▶ [INSTRUCTIONS FOR THE TASK]
Copy the lines below word for word, starting at the line that contains "the door frame" and ending at the line that contains "x=367, y=50", with both of those lines included.

─── AVAILABLE DATA ───

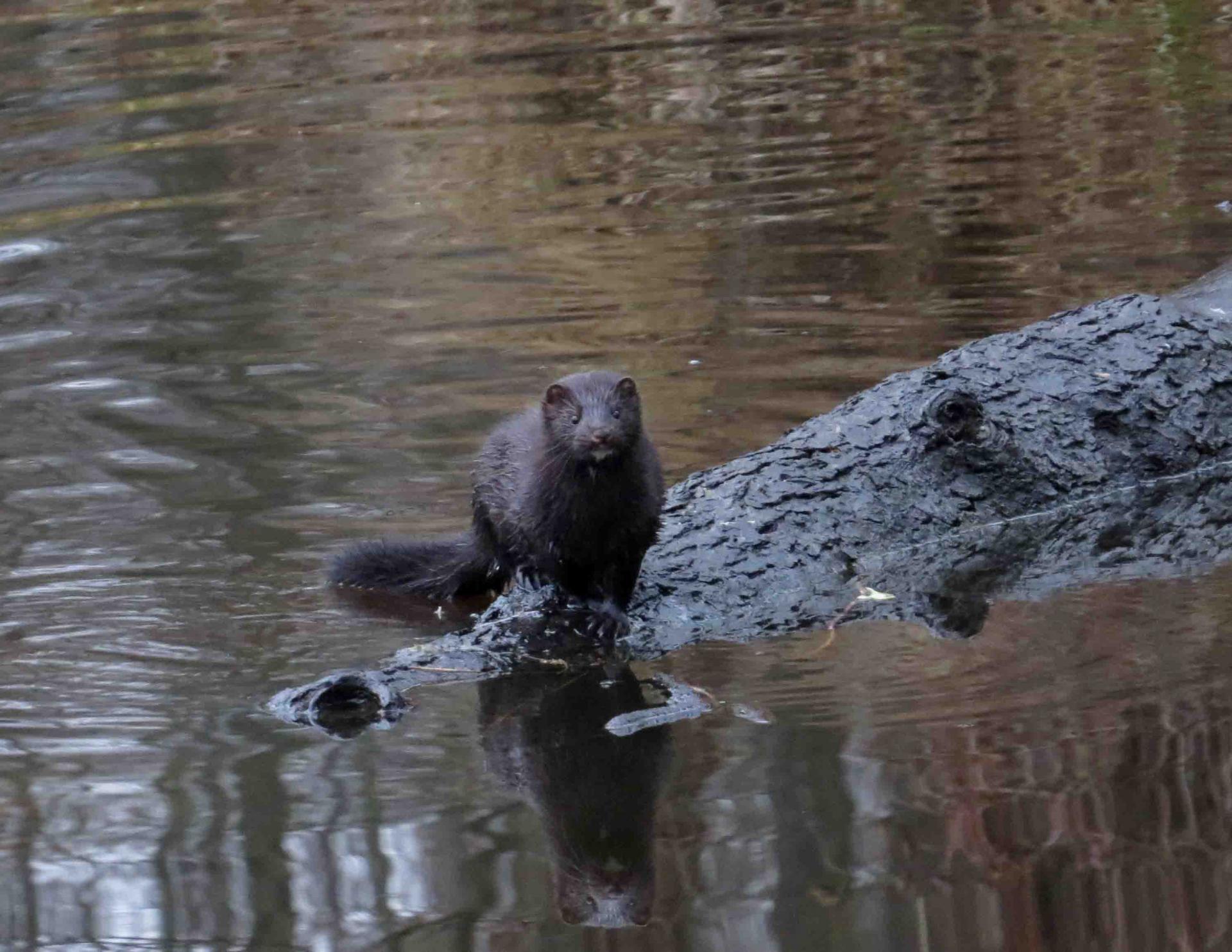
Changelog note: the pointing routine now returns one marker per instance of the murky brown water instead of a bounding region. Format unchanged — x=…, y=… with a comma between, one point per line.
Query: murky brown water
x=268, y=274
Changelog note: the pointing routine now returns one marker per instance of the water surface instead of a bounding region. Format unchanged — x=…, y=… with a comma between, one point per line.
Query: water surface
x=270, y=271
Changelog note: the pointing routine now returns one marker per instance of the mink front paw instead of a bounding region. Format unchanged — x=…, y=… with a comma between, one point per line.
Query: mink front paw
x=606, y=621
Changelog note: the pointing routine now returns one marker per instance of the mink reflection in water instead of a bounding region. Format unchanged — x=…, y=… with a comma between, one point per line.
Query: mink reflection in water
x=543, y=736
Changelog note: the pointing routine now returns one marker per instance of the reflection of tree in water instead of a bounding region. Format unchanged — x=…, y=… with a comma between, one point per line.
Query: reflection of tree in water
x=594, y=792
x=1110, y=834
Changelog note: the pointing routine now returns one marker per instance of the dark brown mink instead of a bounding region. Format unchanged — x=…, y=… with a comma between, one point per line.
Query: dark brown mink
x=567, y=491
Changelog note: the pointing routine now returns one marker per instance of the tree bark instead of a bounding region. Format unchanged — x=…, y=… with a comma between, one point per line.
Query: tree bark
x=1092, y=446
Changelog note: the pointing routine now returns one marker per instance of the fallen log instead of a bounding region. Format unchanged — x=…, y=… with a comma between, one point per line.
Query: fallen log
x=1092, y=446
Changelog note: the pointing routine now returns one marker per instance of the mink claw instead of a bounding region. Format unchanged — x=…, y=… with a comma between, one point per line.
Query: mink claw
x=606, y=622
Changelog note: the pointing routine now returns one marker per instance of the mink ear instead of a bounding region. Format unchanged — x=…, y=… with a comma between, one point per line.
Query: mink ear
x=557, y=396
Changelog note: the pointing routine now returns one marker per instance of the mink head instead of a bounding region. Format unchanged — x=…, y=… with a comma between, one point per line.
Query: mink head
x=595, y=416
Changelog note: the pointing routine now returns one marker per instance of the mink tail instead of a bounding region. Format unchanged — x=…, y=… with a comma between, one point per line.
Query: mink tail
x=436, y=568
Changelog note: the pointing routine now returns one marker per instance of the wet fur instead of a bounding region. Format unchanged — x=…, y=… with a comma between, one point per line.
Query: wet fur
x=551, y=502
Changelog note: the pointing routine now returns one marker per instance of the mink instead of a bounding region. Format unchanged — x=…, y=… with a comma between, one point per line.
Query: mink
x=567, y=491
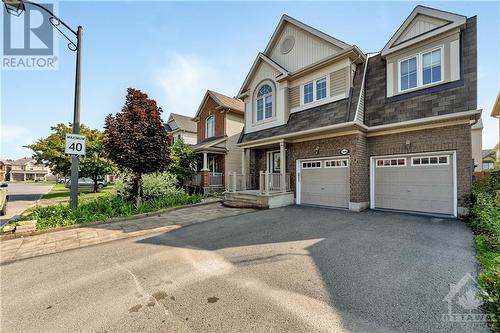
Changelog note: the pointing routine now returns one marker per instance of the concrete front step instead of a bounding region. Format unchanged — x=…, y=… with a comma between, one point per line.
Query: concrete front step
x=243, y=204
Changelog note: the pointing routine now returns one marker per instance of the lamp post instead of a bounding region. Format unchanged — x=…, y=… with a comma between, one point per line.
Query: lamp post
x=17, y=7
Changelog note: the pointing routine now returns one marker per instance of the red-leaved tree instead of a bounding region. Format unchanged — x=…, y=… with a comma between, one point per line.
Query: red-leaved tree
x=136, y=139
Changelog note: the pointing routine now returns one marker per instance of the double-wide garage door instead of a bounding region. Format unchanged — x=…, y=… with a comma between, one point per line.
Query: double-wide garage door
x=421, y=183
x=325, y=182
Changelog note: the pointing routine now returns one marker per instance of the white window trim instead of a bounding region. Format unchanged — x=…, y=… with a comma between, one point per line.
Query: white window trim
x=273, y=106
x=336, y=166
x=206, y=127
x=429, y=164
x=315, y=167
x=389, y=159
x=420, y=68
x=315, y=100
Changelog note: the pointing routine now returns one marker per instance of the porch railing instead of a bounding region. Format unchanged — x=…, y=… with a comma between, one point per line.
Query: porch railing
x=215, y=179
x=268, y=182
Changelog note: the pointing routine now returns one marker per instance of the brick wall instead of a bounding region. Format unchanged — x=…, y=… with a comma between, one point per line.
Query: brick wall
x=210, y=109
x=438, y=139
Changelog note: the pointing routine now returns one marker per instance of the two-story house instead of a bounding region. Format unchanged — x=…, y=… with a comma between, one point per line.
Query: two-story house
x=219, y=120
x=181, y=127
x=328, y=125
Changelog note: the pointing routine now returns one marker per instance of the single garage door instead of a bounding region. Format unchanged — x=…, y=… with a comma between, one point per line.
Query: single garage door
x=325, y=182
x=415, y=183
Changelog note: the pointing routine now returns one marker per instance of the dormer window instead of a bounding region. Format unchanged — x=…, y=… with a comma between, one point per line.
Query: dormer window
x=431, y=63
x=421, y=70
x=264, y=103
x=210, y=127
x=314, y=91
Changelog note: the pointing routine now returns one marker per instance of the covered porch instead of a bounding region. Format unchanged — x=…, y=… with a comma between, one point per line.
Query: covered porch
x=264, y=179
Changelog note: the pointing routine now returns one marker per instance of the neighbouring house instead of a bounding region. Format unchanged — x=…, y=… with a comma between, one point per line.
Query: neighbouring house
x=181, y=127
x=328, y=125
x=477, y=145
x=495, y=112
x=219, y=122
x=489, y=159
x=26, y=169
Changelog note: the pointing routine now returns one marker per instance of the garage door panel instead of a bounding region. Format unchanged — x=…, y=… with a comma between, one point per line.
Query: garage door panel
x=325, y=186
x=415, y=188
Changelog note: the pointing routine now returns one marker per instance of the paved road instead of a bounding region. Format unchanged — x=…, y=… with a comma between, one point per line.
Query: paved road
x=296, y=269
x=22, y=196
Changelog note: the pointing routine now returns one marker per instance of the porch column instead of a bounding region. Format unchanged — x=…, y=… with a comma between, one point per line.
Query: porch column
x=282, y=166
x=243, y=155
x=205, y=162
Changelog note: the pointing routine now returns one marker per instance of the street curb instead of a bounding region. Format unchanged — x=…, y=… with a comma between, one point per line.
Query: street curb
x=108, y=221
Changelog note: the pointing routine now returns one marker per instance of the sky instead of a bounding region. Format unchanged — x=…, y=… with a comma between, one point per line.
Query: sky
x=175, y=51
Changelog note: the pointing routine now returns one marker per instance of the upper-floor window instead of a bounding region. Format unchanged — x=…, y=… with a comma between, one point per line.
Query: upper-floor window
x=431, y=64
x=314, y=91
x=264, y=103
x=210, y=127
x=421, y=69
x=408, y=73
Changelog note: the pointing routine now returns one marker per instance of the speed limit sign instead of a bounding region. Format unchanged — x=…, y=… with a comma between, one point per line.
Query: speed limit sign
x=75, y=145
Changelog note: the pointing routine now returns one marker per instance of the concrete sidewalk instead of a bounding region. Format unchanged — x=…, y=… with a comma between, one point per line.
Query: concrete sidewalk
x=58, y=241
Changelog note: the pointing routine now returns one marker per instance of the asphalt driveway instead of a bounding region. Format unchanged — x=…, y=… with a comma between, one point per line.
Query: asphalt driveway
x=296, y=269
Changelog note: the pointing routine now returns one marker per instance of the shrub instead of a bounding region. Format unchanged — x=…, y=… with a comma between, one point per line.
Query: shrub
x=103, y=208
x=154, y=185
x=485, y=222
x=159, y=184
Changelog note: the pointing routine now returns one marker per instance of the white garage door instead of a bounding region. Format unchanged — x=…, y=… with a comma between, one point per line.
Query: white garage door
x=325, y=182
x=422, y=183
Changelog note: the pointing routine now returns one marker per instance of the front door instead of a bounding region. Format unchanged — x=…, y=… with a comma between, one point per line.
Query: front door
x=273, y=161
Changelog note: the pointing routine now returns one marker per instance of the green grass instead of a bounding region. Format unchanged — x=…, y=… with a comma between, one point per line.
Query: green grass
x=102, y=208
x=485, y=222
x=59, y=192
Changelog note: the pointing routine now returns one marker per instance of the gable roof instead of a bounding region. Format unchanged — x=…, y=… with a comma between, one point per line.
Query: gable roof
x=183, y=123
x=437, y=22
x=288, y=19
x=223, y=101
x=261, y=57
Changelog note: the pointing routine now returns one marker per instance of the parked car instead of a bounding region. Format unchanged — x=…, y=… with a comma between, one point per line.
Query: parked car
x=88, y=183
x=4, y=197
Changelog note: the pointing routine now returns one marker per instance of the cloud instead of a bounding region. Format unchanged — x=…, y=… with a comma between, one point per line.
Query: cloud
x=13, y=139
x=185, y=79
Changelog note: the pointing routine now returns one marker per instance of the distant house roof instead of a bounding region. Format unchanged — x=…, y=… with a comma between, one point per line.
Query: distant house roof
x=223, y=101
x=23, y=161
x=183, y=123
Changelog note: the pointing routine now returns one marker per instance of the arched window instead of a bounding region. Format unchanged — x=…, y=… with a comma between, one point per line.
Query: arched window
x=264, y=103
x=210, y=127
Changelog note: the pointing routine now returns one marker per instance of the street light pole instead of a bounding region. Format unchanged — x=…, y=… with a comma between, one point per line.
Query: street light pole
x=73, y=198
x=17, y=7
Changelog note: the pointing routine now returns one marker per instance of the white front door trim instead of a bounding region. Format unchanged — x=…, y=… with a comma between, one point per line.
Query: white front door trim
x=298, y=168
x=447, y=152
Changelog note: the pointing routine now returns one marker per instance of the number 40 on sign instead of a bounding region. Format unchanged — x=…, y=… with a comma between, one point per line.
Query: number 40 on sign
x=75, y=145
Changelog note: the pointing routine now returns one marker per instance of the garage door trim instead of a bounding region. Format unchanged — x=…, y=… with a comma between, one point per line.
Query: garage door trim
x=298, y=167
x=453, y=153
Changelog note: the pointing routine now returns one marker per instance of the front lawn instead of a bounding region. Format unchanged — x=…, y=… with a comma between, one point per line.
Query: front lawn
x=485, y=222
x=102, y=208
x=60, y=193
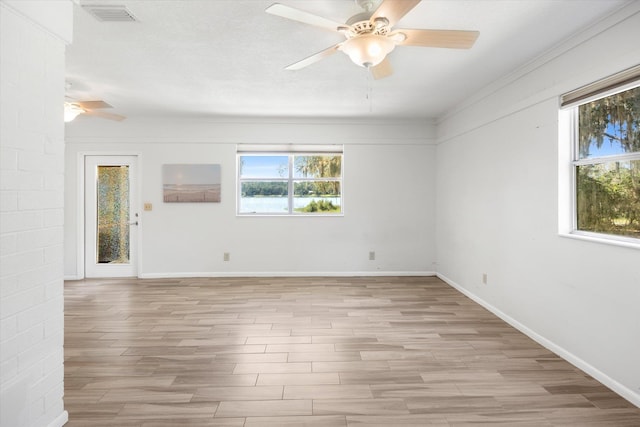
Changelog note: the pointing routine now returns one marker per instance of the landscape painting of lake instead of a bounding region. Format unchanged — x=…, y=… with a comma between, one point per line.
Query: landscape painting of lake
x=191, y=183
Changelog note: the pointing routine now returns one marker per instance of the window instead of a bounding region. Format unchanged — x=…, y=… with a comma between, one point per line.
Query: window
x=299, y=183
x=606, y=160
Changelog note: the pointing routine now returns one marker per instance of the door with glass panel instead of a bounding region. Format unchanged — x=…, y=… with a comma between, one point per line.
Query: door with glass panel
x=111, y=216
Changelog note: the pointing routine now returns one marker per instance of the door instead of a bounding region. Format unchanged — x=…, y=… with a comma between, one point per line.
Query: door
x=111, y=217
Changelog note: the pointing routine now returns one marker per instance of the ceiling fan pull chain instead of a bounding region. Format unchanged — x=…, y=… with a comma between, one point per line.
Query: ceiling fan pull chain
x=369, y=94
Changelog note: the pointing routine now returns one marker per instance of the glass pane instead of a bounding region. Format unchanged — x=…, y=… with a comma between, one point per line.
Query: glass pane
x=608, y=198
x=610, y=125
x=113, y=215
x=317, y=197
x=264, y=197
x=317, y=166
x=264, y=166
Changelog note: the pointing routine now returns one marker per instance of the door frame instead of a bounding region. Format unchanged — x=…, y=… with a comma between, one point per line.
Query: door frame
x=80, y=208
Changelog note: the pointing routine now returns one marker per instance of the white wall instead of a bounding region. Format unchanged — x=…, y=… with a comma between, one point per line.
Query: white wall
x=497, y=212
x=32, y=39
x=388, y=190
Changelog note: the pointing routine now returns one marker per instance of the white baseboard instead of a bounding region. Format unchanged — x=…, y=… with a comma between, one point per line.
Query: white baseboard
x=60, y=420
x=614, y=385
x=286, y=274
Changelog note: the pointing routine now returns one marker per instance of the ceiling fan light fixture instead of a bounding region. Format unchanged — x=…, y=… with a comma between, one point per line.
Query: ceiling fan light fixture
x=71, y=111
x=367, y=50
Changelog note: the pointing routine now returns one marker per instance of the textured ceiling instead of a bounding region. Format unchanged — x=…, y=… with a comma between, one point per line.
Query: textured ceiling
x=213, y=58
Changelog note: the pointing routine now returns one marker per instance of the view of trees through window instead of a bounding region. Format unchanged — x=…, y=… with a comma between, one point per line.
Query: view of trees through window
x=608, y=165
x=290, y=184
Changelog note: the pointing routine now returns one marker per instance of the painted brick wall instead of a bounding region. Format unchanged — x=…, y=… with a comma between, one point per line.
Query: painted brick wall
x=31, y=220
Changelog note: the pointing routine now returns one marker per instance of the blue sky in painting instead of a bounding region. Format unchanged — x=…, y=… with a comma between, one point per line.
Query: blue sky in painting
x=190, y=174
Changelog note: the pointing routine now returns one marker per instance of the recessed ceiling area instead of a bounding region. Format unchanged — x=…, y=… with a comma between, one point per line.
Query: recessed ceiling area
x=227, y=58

───

▶ [WORKED ANSWER]
Changelog note: the pointing routine now returns one marker per instance of the door frame instead of a bounding region. Format unchanged — x=…, y=… with a comma between, one point per line.
Query: door frame
x=80, y=208
Changelog note: the pointing routine now returns one marker per instance of the white wall instead of a bounding region. Format unchanged — x=…, y=… with a comma between, one point per line.
Query: white wall
x=497, y=212
x=32, y=39
x=388, y=190
Changelog note: the pointing routine now returns one marker per instance of the white baseboard instead of a bounding region. Format unchanged — x=…, y=… with a comma between, one point per line.
Query: white baseboard
x=60, y=420
x=614, y=385
x=286, y=274
Changelog note: the pointing routine now returns one marker per instance of the ceiling fan light fixture instead of a bounding region. Format unchanged — x=…, y=… with a comma between, one point per line.
Query: ceiling fan light fixture
x=71, y=111
x=367, y=50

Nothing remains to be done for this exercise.